<<<<
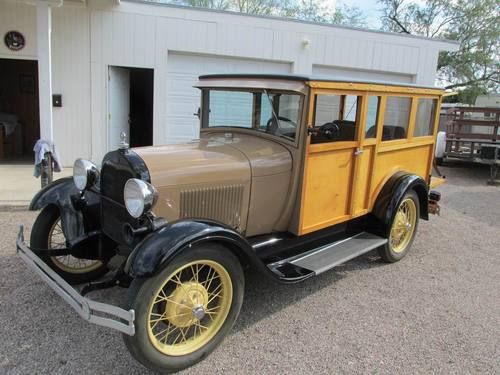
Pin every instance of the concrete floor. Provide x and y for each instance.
(18, 185)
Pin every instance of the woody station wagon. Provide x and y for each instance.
(290, 177)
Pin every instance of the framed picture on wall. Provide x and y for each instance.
(27, 84)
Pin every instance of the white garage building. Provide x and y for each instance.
(113, 62)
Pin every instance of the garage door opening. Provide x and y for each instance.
(130, 98)
(19, 111)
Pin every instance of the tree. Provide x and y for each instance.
(349, 16)
(475, 67)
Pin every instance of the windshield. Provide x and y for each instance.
(268, 111)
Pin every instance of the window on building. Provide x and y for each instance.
(335, 118)
(396, 118)
(426, 114)
(371, 116)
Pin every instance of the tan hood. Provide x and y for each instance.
(212, 177)
(194, 163)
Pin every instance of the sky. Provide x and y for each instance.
(369, 7)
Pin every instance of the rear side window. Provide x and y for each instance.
(426, 114)
(396, 118)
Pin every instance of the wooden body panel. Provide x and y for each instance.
(342, 180)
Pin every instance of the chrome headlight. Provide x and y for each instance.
(85, 174)
(139, 197)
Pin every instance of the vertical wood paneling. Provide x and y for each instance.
(20, 17)
(71, 78)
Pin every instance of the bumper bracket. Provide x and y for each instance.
(95, 312)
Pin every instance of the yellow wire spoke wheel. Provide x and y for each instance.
(189, 308)
(68, 263)
(403, 226)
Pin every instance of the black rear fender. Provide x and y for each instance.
(157, 249)
(393, 192)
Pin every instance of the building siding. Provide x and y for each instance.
(88, 38)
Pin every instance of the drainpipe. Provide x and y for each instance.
(44, 53)
(43, 31)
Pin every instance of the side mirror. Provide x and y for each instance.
(197, 113)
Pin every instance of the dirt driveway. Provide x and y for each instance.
(437, 311)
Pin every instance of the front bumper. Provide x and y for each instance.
(95, 312)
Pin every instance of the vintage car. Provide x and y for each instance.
(290, 177)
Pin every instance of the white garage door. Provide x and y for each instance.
(183, 100)
(360, 75)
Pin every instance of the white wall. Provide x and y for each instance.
(87, 39)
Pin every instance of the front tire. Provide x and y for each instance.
(184, 312)
(403, 229)
(47, 234)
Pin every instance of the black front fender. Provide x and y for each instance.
(55, 193)
(393, 192)
(158, 248)
(63, 194)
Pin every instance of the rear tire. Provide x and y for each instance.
(403, 228)
(182, 301)
(47, 234)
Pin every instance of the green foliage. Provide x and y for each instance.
(307, 10)
(475, 67)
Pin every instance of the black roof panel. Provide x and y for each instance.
(305, 78)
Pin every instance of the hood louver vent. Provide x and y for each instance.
(220, 203)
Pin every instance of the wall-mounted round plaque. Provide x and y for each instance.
(14, 40)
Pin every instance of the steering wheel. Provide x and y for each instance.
(272, 125)
(330, 130)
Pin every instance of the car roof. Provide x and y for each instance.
(306, 79)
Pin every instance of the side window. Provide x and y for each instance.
(287, 109)
(396, 118)
(371, 117)
(426, 114)
(335, 118)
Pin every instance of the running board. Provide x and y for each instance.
(328, 256)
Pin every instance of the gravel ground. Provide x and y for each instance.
(436, 311)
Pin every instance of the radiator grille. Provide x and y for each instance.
(220, 203)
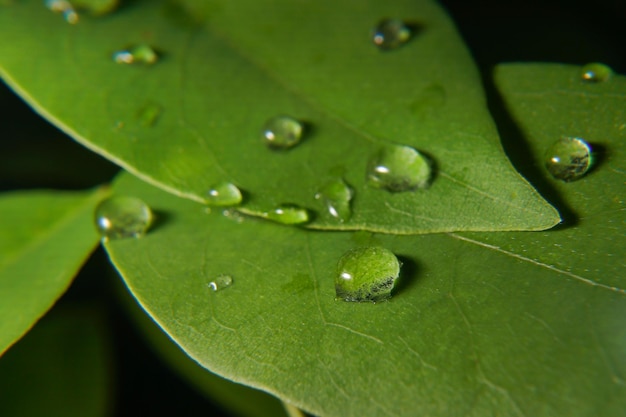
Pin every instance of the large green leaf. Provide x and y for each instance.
(45, 236)
(61, 368)
(193, 119)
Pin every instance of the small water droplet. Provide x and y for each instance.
(122, 217)
(282, 132)
(220, 282)
(596, 72)
(224, 194)
(288, 214)
(336, 196)
(391, 34)
(568, 159)
(138, 54)
(398, 168)
(366, 274)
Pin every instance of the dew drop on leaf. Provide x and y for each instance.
(399, 168)
(282, 132)
(224, 194)
(336, 196)
(366, 274)
(568, 159)
(391, 34)
(123, 217)
(596, 72)
(220, 282)
(138, 54)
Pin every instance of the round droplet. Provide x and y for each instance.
(282, 132)
(398, 168)
(288, 214)
(391, 34)
(221, 282)
(568, 159)
(139, 54)
(336, 196)
(596, 72)
(224, 194)
(366, 274)
(122, 217)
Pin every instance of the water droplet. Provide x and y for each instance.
(224, 194)
(122, 216)
(391, 34)
(596, 72)
(282, 132)
(139, 54)
(568, 159)
(65, 8)
(336, 196)
(288, 214)
(398, 168)
(366, 274)
(220, 282)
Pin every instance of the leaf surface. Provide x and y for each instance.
(46, 236)
(193, 119)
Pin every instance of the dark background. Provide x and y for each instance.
(33, 154)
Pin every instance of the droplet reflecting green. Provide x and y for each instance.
(288, 214)
(366, 274)
(220, 282)
(398, 168)
(122, 217)
(596, 72)
(139, 54)
(568, 159)
(336, 196)
(391, 34)
(282, 132)
(224, 194)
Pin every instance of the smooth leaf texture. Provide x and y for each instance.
(194, 118)
(45, 237)
(60, 369)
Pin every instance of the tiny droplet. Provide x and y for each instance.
(220, 282)
(366, 274)
(596, 72)
(568, 159)
(122, 217)
(282, 132)
(224, 194)
(391, 34)
(398, 168)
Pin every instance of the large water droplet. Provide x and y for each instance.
(568, 159)
(220, 282)
(288, 214)
(398, 168)
(224, 194)
(282, 132)
(391, 34)
(336, 196)
(122, 217)
(366, 274)
(138, 54)
(596, 72)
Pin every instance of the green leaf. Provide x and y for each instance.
(193, 119)
(46, 237)
(61, 369)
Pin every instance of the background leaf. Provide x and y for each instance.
(46, 237)
(216, 84)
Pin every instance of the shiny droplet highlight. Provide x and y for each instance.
(282, 132)
(568, 159)
(399, 168)
(366, 274)
(123, 217)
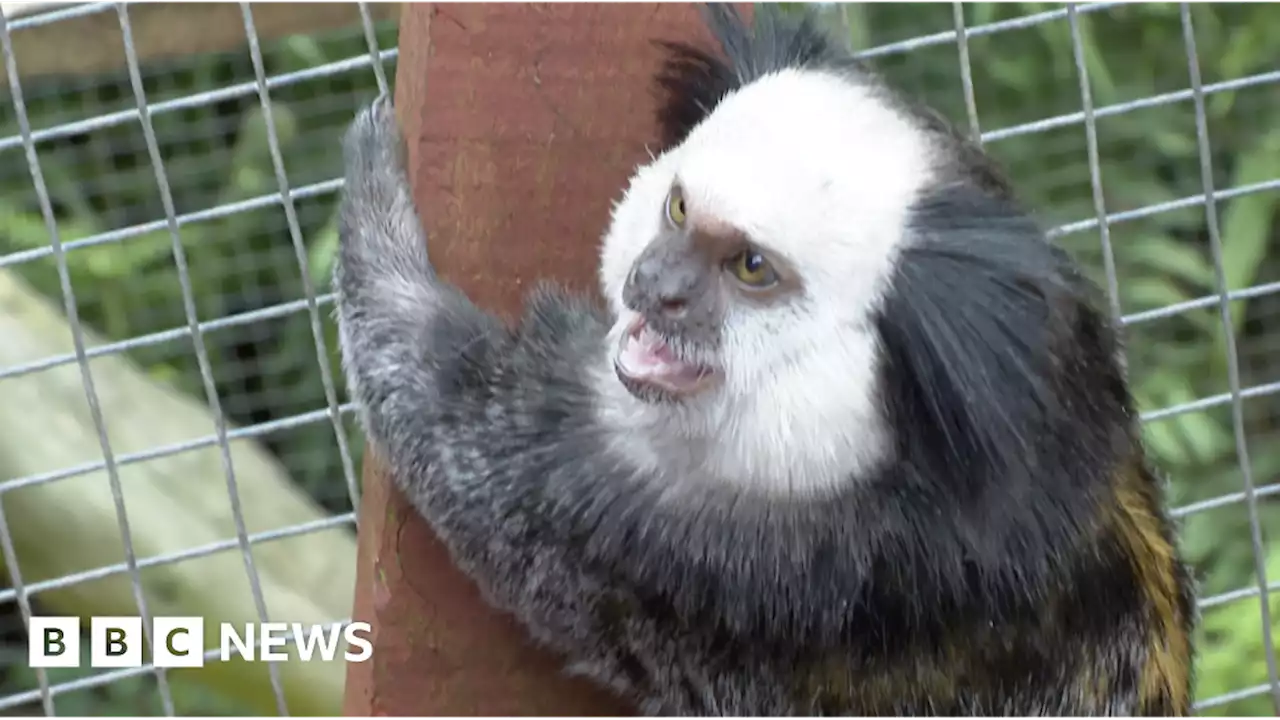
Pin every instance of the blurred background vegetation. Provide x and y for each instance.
(266, 369)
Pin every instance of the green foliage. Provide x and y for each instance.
(1148, 156)
(266, 370)
(215, 155)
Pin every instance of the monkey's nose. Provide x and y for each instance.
(673, 306)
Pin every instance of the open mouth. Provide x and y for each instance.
(652, 368)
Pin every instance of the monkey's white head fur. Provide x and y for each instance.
(822, 169)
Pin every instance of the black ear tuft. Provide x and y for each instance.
(693, 81)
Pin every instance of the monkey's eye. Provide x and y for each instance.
(676, 206)
(752, 269)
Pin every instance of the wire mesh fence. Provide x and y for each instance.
(174, 438)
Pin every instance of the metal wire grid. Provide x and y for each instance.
(286, 196)
(195, 329)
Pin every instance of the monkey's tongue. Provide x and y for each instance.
(645, 356)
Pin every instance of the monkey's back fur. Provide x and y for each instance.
(1013, 561)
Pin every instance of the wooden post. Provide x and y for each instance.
(524, 119)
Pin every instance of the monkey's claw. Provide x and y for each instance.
(373, 144)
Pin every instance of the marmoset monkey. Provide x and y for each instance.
(850, 438)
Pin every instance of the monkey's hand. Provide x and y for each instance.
(393, 311)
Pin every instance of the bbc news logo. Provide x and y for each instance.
(179, 642)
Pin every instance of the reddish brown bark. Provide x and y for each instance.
(522, 121)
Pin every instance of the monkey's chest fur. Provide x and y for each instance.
(1106, 636)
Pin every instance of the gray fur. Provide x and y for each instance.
(714, 606)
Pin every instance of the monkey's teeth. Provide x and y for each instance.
(647, 354)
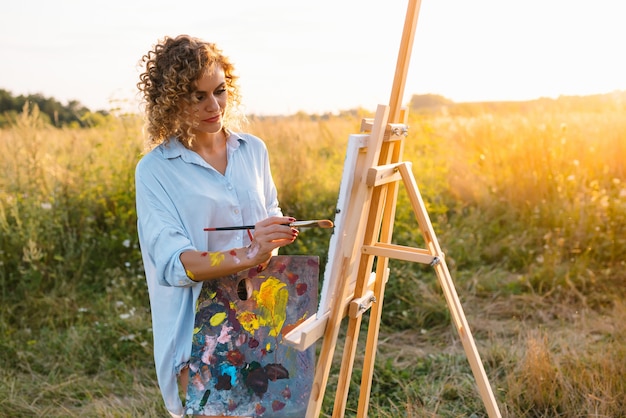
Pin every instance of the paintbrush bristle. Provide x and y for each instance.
(325, 223)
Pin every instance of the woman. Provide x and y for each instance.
(199, 174)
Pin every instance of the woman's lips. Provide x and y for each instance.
(212, 119)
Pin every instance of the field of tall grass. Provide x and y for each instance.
(528, 201)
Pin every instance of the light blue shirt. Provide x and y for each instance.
(178, 195)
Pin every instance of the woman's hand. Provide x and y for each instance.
(269, 235)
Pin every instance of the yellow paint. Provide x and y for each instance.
(249, 321)
(271, 300)
(216, 258)
(217, 319)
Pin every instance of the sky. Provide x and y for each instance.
(323, 55)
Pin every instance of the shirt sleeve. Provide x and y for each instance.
(161, 235)
(271, 194)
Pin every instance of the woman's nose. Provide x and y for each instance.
(212, 103)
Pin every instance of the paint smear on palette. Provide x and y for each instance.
(240, 365)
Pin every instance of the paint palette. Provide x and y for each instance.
(240, 365)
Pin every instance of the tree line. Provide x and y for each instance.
(72, 114)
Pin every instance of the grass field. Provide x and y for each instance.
(528, 201)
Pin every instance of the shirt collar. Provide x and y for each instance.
(175, 149)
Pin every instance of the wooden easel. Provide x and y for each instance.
(366, 208)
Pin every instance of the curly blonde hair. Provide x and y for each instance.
(172, 69)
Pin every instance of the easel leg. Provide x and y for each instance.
(449, 291)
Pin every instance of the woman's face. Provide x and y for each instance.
(211, 98)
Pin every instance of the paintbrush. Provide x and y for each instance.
(320, 223)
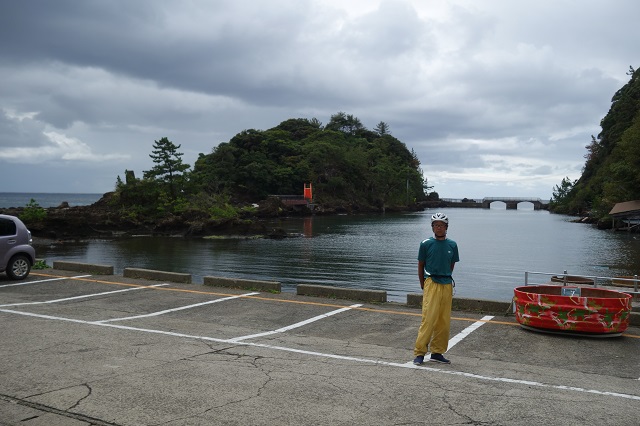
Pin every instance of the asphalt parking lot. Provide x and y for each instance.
(78, 349)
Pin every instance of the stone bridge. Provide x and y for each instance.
(512, 202)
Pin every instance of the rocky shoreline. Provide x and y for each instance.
(102, 220)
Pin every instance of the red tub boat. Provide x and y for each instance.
(572, 309)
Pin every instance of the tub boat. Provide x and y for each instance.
(572, 279)
(572, 309)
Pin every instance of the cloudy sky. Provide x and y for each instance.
(496, 97)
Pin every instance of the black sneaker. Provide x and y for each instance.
(439, 358)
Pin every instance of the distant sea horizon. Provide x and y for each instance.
(47, 199)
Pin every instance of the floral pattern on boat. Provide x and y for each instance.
(576, 309)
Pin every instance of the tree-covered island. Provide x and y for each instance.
(350, 168)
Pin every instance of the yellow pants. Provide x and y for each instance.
(436, 318)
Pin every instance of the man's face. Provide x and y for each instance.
(439, 229)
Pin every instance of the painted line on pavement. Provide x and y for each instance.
(84, 296)
(464, 333)
(153, 314)
(341, 357)
(296, 325)
(43, 281)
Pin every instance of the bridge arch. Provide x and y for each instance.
(512, 202)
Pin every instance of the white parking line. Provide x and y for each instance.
(43, 281)
(464, 333)
(153, 314)
(296, 325)
(84, 296)
(342, 357)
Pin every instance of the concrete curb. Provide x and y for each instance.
(414, 300)
(83, 267)
(149, 274)
(373, 296)
(244, 284)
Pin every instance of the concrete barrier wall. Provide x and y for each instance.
(374, 296)
(149, 274)
(273, 286)
(463, 304)
(83, 267)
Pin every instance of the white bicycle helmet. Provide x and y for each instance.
(440, 217)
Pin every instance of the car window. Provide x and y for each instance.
(7, 227)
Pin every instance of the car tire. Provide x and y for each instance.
(19, 267)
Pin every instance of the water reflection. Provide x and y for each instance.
(379, 251)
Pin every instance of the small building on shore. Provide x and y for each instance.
(626, 216)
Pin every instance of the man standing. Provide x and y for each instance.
(436, 257)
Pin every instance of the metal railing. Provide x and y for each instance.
(566, 280)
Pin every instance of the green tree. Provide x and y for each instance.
(382, 128)
(610, 172)
(169, 167)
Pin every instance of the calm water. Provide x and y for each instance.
(379, 252)
(46, 199)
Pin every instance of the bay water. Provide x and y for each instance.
(380, 251)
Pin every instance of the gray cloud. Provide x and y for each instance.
(495, 99)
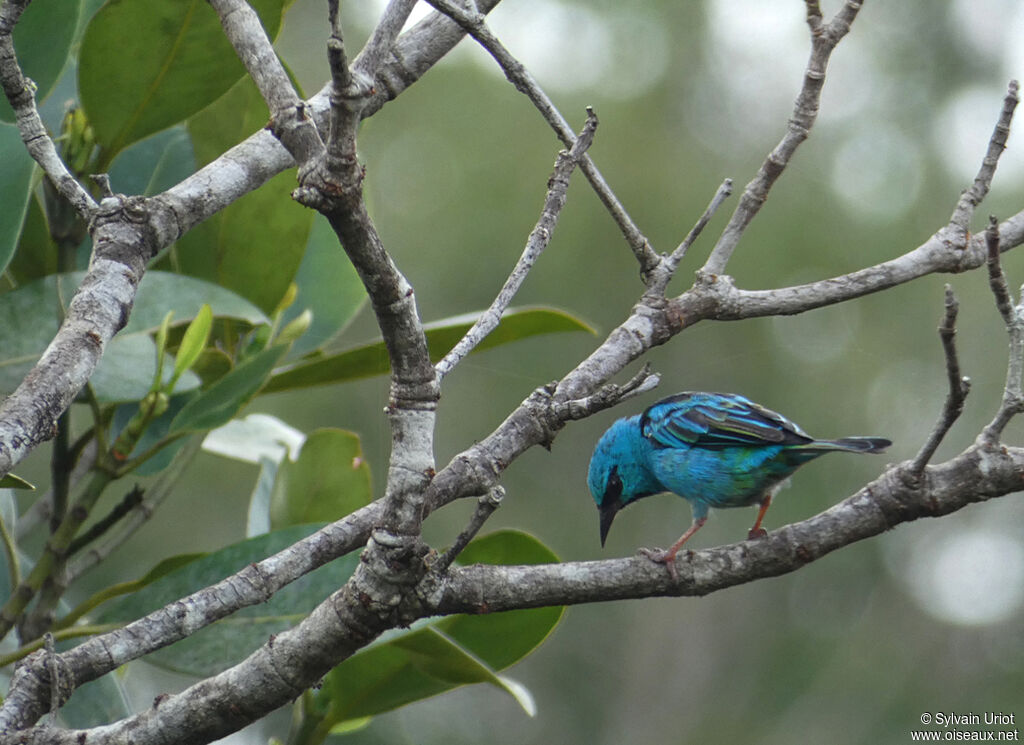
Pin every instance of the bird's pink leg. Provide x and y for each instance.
(757, 531)
(668, 558)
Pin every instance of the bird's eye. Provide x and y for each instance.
(613, 489)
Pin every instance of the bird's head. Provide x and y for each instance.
(617, 473)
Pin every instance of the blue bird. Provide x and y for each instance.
(714, 449)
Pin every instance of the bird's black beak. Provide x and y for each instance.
(608, 511)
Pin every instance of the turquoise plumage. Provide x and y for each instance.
(714, 449)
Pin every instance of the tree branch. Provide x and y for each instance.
(539, 237)
(824, 38)
(22, 94)
(958, 387)
(473, 24)
(879, 507)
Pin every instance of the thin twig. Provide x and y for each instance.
(823, 41)
(485, 507)
(128, 502)
(22, 93)
(474, 25)
(667, 269)
(1013, 400)
(996, 278)
(974, 195)
(539, 238)
(155, 494)
(608, 395)
(377, 48)
(958, 387)
(290, 122)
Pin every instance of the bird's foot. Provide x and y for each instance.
(659, 556)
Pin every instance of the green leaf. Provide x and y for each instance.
(255, 246)
(230, 640)
(36, 255)
(147, 64)
(194, 341)
(42, 40)
(10, 481)
(412, 665)
(327, 481)
(155, 164)
(162, 569)
(441, 336)
(218, 404)
(29, 320)
(329, 286)
(15, 188)
(258, 515)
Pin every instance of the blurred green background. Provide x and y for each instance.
(852, 649)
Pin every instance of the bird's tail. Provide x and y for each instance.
(852, 444)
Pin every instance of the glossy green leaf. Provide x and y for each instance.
(155, 164)
(254, 438)
(36, 255)
(329, 286)
(42, 40)
(255, 246)
(327, 481)
(441, 336)
(109, 593)
(408, 666)
(230, 640)
(194, 341)
(15, 188)
(258, 515)
(217, 404)
(148, 64)
(127, 369)
(12, 481)
(29, 320)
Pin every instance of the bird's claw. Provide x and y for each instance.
(659, 556)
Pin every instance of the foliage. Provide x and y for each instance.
(255, 300)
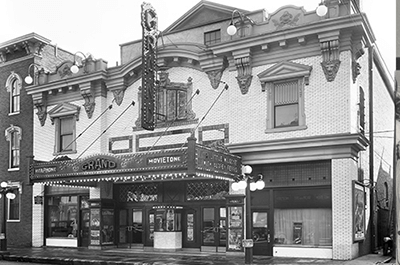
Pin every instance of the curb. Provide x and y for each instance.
(65, 261)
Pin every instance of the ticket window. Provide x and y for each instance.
(168, 220)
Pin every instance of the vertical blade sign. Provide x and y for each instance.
(149, 60)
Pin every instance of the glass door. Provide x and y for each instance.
(261, 233)
(214, 228)
(85, 227)
(130, 226)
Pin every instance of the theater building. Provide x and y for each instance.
(290, 93)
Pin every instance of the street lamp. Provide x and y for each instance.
(8, 193)
(248, 183)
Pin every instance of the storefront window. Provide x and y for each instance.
(62, 216)
(309, 227)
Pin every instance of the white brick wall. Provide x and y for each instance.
(343, 172)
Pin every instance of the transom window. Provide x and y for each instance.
(212, 37)
(13, 86)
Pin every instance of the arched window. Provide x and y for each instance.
(13, 86)
(13, 136)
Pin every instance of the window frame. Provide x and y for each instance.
(283, 72)
(17, 188)
(59, 112)
(213, 37)
(17, 195)
(14, 81)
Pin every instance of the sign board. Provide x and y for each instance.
(247, 243)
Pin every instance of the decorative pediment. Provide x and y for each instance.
(285, 70)
(64, 109)
(287, 17)
(202, 13)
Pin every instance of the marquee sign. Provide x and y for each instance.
(194, 161)
(149, 23)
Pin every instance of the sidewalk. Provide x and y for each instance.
(119, 256)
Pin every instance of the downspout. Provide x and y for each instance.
(371, 147)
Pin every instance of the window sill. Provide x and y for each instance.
(170, 124)
(300, 246)
(65, 153)
(13, 113)
(13, 221)
(286, 129)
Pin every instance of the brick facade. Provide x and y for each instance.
(331, 107)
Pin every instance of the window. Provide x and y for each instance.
(361, 112)
(286, 104)
(386, 194)
(212, 37)
(13, 136)
(13, 207)
(15, 96)
(172, 103)
(66, 134)
(64, 116)
(14, 150)
(284, 83)
(62, 220)
(303, 217)
(13, 86)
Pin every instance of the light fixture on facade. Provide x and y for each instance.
(231, 30)
(75, 67)
(255, 183)
(321, 10)
(8, 191)
(29, 79)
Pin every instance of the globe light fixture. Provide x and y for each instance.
(29, 79)
(231, 30)
(75, 68)
(321, 10)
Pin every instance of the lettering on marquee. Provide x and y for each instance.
(99, 164)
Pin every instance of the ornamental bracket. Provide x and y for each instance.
(87, 93)
(243, 65)
(329, 43)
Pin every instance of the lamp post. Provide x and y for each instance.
(6, 192)
(249, 184)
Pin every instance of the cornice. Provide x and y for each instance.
(67, 82)
(319, 27)
(336, 146)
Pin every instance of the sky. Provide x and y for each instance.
(98, 27)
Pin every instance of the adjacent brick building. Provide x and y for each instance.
(20, 57)
(303, 99)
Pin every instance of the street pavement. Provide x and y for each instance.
(119, 256)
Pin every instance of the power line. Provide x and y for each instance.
(176, 117)
(76, 138)
(132, 104)
(209, 109)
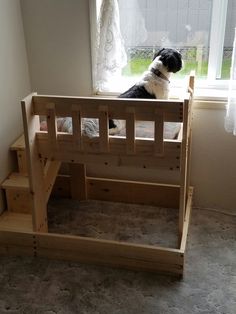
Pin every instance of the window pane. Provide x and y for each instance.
(229, 38)
(182, 24)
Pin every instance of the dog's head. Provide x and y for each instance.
(170, 58)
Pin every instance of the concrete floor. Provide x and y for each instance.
(35, 286)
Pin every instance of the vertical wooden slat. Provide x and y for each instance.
(77, 128)
(183, 168)
(35, 166)
(104, 129)
(130, 130)
(78, 181)
(52, 124)
(159, 133)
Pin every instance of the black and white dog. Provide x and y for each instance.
(154, 83)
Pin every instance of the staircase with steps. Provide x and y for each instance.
(18, 216)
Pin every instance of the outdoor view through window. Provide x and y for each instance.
(147, 25)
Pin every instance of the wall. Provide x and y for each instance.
(213, 160)
(14, 81)
(58, 44)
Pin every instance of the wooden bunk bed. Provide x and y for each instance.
(46, 150)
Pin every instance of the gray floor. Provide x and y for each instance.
(31, 286)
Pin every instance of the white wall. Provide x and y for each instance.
(58, 41)
(213, 160)
(58, 44)
(14, 81)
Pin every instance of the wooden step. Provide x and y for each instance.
(16, 181)
(15, 222)
(18, 196)
(19, 147)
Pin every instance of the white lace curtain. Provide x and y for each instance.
(230, 119)
(110, 51)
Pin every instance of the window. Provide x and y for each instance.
(202, 30)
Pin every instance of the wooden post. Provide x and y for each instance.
(78, 181)
(159, 132)
(52, 124)
(103, 129)
(183, 168)
(35, 166)
(76, 123)
(130, 130)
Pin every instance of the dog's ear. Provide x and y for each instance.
(158, 53)
(171, 59)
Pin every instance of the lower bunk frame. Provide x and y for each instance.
(46, 151)
(96, 251)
>>>>
__YOUR GOAL__.
After locating the line above that contains "Pin every instance of the gray floor.", write out that line and every later one exactly, through the last line of the material, and nothing else.

__SOLUTION__.
Pin every instance of the gray floor. Provide x and y for each instance.
(31, 286)
Pin every instance of the white wall. Provide x and y for each instance.
(58, 41)
(213, 160)
(58, 44)
(14, 81)
Pin every instance of the wooden step. Provide x and y for each instance.
(16, 181)
(15, 222)
(18, 196)
(19, 147)
Pin every instance of the white lace curtain. Provide x and y for each instance.
(230, 119)
(110, 51)
Pin every instance of the window. Provide x and y for each instance.
(202, 30)
Pin every instance of the wooden post. Provide x and y for each instance.
(78, 181)
(159, 132)
(52, 124)
(103, 129)
(183, 168)
(35, 166)
(76, 123)
(130, 130)
Pin every instance of the dog's ear. Provide x and y for each instance.
(158, 53)
(171, 59)
Pin every instance of the lower bunk frame. Provide x and y for each instance.
(46, 151)
(96, 251)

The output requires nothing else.